Excerpts from segmentation records:
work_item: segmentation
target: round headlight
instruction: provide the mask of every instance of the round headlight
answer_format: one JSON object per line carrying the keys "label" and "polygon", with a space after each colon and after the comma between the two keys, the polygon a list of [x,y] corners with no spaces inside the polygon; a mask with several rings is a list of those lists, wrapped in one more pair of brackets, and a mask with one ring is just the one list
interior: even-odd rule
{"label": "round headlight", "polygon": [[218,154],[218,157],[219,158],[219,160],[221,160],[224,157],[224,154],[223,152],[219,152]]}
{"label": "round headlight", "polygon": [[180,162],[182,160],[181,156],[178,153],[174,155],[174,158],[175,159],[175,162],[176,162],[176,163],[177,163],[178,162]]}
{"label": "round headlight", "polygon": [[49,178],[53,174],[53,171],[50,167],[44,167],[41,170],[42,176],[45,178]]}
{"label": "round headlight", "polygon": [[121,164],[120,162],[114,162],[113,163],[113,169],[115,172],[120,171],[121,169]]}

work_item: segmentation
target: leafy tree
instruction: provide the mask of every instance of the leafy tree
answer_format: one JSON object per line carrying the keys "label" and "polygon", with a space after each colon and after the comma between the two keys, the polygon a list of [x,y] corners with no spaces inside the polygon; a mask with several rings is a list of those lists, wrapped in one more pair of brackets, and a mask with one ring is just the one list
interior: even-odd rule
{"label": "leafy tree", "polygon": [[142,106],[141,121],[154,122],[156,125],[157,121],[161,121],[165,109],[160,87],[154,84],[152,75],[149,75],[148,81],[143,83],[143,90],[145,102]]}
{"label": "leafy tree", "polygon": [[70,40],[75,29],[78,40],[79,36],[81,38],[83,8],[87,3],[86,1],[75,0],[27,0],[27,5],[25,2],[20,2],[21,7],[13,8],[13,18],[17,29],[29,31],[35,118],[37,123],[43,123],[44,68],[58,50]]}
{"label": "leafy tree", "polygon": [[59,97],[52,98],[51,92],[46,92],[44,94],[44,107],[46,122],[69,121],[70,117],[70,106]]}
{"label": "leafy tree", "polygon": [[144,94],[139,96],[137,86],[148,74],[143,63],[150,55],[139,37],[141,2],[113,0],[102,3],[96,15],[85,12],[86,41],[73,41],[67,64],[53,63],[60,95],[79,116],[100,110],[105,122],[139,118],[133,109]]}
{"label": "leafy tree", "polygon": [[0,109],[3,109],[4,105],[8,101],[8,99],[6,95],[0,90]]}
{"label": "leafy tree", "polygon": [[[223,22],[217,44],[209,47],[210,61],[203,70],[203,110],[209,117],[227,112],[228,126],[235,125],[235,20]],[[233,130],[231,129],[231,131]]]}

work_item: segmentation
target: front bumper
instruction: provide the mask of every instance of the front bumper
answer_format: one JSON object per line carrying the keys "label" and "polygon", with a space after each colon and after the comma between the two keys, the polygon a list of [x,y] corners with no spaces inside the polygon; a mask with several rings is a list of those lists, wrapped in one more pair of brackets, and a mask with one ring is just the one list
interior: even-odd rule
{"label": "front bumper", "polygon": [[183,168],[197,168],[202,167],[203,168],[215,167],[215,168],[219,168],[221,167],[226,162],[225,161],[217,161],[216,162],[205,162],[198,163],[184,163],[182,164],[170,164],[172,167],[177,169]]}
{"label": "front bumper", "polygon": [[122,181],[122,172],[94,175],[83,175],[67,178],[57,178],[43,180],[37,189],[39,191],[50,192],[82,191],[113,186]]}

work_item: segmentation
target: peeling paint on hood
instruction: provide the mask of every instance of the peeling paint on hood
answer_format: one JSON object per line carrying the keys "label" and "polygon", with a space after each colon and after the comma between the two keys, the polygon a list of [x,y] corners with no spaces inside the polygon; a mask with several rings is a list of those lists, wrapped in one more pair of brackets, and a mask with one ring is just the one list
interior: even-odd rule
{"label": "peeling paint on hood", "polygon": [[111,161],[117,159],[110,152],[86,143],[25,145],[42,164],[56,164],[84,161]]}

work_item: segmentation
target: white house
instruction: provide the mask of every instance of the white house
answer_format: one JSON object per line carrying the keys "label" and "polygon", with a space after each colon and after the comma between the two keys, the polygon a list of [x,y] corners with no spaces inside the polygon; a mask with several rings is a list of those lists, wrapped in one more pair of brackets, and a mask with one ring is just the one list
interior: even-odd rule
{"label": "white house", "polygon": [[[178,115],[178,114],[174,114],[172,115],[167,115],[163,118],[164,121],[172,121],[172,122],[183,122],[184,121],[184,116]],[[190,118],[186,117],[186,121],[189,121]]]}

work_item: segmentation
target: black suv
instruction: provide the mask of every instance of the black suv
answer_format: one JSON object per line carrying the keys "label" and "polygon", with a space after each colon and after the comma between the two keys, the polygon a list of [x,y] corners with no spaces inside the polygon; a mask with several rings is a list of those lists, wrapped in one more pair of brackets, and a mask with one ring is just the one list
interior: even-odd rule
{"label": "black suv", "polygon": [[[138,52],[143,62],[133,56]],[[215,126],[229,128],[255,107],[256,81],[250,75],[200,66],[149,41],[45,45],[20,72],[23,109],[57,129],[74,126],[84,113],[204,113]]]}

Exercise objective - From the records above, extract each line exactly as shown.

Problem solution -
work_item: segmentation
target: round headlight
instruction: provide the mask of every instance of the round headlight
answer_format: one JSON object per line carrying the keys "label" and "polygon", with a space after each colon and after the comma between the two keys, the polygon a list of [x,y] corners with no spaces inside the polygon; a mask with several rings is a list of those lists, wrapped in one more pair of brackets, and a mask with one ring is just the one list
interior: even-odd rule
{"label": "round headlight", "polygon": [[218,154],[218,157],[219,158],[219,160],[221,160],[224,157],[224,154],[223,152],[219,152]]}
{"label": "round headlight", "polygon": [[180,162],[182,160],[181,156],[178,153],[174,155],[174,158],[175,159],[175,162],[176,162],[176,163],[177,163],[178,162]]}
{"label": "round headlight", "polygon": [[49,178],[53,174],[53,171],[50,167],[44,167],[41,170],[42,176],[45,178]]}
{"label": "round headlight", "polygon": [[121,164],[120,162],[114,162],[113,163],[113,169],[115,172],[120,171],[121,169]]}

work_item: segmentation
target: leafy tree
instruction: provide the mask of every instance of the leafy tree
answer_format: one JSON object per line carrying the keys "label" and "polygon", with a space after each colon and after the comma between the two keys, the polygon a list of [x,y] corners with no spaces inside the polygon; a mask with several rings is a list of those lists, wrapped in one more pair of brackets, and a mask with one ring is just the one list
interior: even-odd rule
{"label": "leafy tree", "polygon": [[142,106],[141,121],[154,122],[156,125],[157,121],[161,121],[165,109],[160,87],[154,84],[152,75],[149,75],[148,81],[143,83],[143,90],[145,102]]}
{"label": "leafy tree", "polygon": [[70,40],[75,29],[78,40],[79,36],[81,38],[83,8],[87,3],[86,1],[75,0],[27,0],[27,5],[25,2],[20,2],[21,7],[13,8],[13,18],[17,29],[29,31],[35,118],[37,123],[43,123],[44,68],[58,50]]}
{"label": "leafy tree", "polygon": [[59,97],[52,98],[51,92],[46,92],[44,94],[44,107],[46,122],[69,121],[70,117],[70,106]]}
{"label": "leafy tree", "polygon": [[144,94],[139,96],[137,86],[148,74],[143,63],[150,55],[139,37],[141,2],[113,0],[102,3],[96,15],[85,12],[86,41],[73,41],[67,64],[53,63],[60,95],[79,116],[100,110],[105,122],[139,118],[133,109]]}
{"label": "leafy tree", "polygon": [[0,109],[3,109],[4,105],[8,101],[8,99],[6,95],[0,90]]}
{"label": "leafy tree", "polygon": [[[223,22],[217,44],[209,47],[210,61],[203,70],[203,110],[209,117],[227,112],[228,126],[235,125],[235,20]],[[233,130],[231,129],[231,131]]]}

work_item: segmentation
target: front bumper
instruction: provide the mask of every instance of the front bumper
answer_format: one JSON object per line carrying the keys "label" and "polygon", with a space after each colon and after the comma between the two keys, the polygon a list of [x,y] corners with no spaces inside the polygon; a mask with several rings is a list of those lists, wrapped in one more pair of brackets, and a mask with one ring is just the one list
interior: even-odd rule
{"label": "front bumper", "polygon": [[183,168],[197,168],[202,167],[203,168],[215,167],[215,168],[219,168],[221,167],[226,162],[225,161],[217,161],[216,162],[205,162],[198,163],[184,163],[182,164],[170,164],[172,167],[177,169]]}
{"label": "front bumper", "polygon": [[122,181],[122,172],[94,175],[83,175],[67,178],[57,178],[43,180],[37,189],[39,191],[50,192],[82,191],[113,186]]}

work_item: segmentation
target: peeling paint on hood
instruction: provide the mask of every instance of the peeling paint on hood
answer_format: one JSON object per line carrying the keys "label" and "polygon", with a space after each colon and after the comma between the two keys, the polygon a list of [x,y] corners with no spaces inside the polygon; a mask with several rings is a list of those lists, wrapped in one more pair of brackets, and a mask with one ring is just the one list
interior: even-odd rule
{"label": "peeling paint on hood", "polygon": [[111,161],[117,159],[110,152],[86,143],[25,145],[42,164],[56,164],[84,161]]}

work_item: segmentation
target: white house
instruction: provide the mask of every instance of the white house
answer_format: one JSON object per line carrying the keys "label" and "polygon", with a space after each colon and after the comma between the two keys, the polygon a list of [x,y] corners with no spaces inside the polygon; a mask with several rings is a list of those lists, wrapped in one more pair of brackets, and a mask with one ring is just the one list
interior: even-odd rule
{"label": "white house", "polygon": [[[178,115],[178,114],[174,114],[172,115],[167,115],[163,118],[164,121],[172,121],[172,122],[183,122],[184,121],[184,116]],[[190,118],[186,117],[186,121],[189,121]]]}

work_item: segmentation
target: black suv
instruction: provide the mask of every instance of the black suv
answer_format: one JSON object per line carrying the keys "label" and "polygon", with a space after each colon and after the comma between the two keys, the polygon a list of [x,y] corners with no spaces inside the polygon; a mask with several rings is a list of those lists, wrapped in one more pair of brackets, and a mask with one ring is just the one list
interior: even-odd rule
{"label": "black suv", "polygon": [[[138,52],[143,62],[133,56]],[[215,126],[229,128],[255,107],[256,81],[250,75],[200,66],[149,41],[45,45],[20,72],[23,109],[57,129],[74,126],[84,113],[204,113]]]}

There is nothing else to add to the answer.